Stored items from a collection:
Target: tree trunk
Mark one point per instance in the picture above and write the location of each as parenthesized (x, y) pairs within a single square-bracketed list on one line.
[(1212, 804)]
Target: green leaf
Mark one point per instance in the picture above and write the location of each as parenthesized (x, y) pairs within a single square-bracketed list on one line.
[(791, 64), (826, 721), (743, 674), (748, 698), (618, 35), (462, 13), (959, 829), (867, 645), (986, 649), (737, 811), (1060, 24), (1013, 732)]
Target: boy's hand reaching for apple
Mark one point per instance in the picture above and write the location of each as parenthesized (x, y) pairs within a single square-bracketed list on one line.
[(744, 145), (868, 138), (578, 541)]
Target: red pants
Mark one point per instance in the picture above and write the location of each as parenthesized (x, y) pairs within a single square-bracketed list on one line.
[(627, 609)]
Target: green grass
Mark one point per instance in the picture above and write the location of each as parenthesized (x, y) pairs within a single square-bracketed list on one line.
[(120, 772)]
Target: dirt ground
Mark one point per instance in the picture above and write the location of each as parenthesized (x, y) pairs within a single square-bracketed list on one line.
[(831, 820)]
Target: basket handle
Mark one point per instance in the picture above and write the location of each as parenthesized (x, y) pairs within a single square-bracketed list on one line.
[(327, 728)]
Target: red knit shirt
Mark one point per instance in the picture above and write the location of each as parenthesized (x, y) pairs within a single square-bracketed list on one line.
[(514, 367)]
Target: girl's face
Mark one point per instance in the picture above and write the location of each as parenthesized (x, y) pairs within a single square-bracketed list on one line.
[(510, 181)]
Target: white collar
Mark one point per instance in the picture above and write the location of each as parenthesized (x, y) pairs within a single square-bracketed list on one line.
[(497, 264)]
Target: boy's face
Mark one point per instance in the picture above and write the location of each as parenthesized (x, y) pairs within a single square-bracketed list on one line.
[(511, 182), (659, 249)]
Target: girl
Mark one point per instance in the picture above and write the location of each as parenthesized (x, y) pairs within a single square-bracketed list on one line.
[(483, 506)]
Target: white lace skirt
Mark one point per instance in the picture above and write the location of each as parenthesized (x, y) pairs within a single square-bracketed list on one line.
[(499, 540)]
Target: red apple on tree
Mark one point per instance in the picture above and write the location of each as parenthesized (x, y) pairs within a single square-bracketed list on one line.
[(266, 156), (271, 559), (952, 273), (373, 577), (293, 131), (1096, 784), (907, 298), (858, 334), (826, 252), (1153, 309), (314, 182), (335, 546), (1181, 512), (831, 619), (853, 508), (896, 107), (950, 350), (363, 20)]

Task objective:
Copy out the records above without altering anything.

Solution for this problem:
Target: tree trunk
Mark one point per instance in the picture above and write the location of each as parenthesized (x, y) pairs within a single square-bracketed list on one line.
[(1212, 804)]
Target: green leaf
Mark one point per instance in the picture above and write the location of each as parenthesized (x, y) pairs within a single square-bracketed list on one line.
[(791, 64), (826, 721), (743, 674), (748, 698), (618, 35), (462, 13), (959, 829), (867, 645), (986, 649), (737, 811), (1060, 24), (1013, 732)]
Target: boy's hand reaching for apple
Mark one point per instance in the picture above and write the location of each as parenthesized (x, y) pairs within a single square-bracketed list on one line.
[(744, 145), (868, 138), (578, 541)]
Target: red pants
Mark one point per instance in the picture above and write the location of each as parenthesized (x, y) pairs within a single square-bracketed list on one line.
[(627, 609)]
Target: green grass
Mark one point per instance in the picture above and write the location of each as parenthesized (x, y) pairs within a single square-bracketed list on one line.
[(120, 772)]
Target: dirt ground
Mark one point per instance in the picture above and write the location of each as parenthesized (x, y) pairs within a single square-bracketed list on one line.
[(831, 820)]
Target: basket handle
Mark one point per instance in the picture above and write the location of each as parenthesized (x, y) pairs within a single square-bracketed list on one line.
[(327, 728)]
Target: red knit shirt
Mark one point per instance in the picture above and write the location of each as parenthesized (x, y) pairs within a single square-bracketed list on one line.
[(514, 367)]
Target: girl's face
Mark one point per instance in the picture above and write the location of each as parenthesized (x, y) pairs within a single square-bracketed list on one line.
[(510, 181)]
Target: white collar
Mark one point per instance in the picture above and write the location of each as parenthesized (x, y) pairs within a single square-bracketed list on one line.
[(497, 264)]
Target: boy's face
Mark one point per instance in the picture above and write the location of each as parenthesized (x, y) pairs within a single square-bracketed list on one line.
[(511, 182), (659, 249)]
Target: girl
Mark one point per instance in the picture above and write the location of each as parenthesized (x, y) pairs within a single square-bracketed list on one line.
[(483, 506)]
Target: white lace skirt
Mark one point per instance in the picture above and write the location of each as parenthesized (x, y) pairs within a single square-bracketed list on one line.
[(499, 540)]
Target: red apple on tree
Mark one point per instance in the picture above and write the location of each as parenthesized (x, y) pairs within a single square-bracketed list on one line.
[(266, 156), (271, 559), (952, 273), (373, 577), (293, 131), (1096, 784), (907, 298), (858, 334), (826, 252), (1153, 309), (314, 182), (335, 546), (1181, 512), (831, 619), (853, 508), (896, 107), (950, 350), (363, 20)]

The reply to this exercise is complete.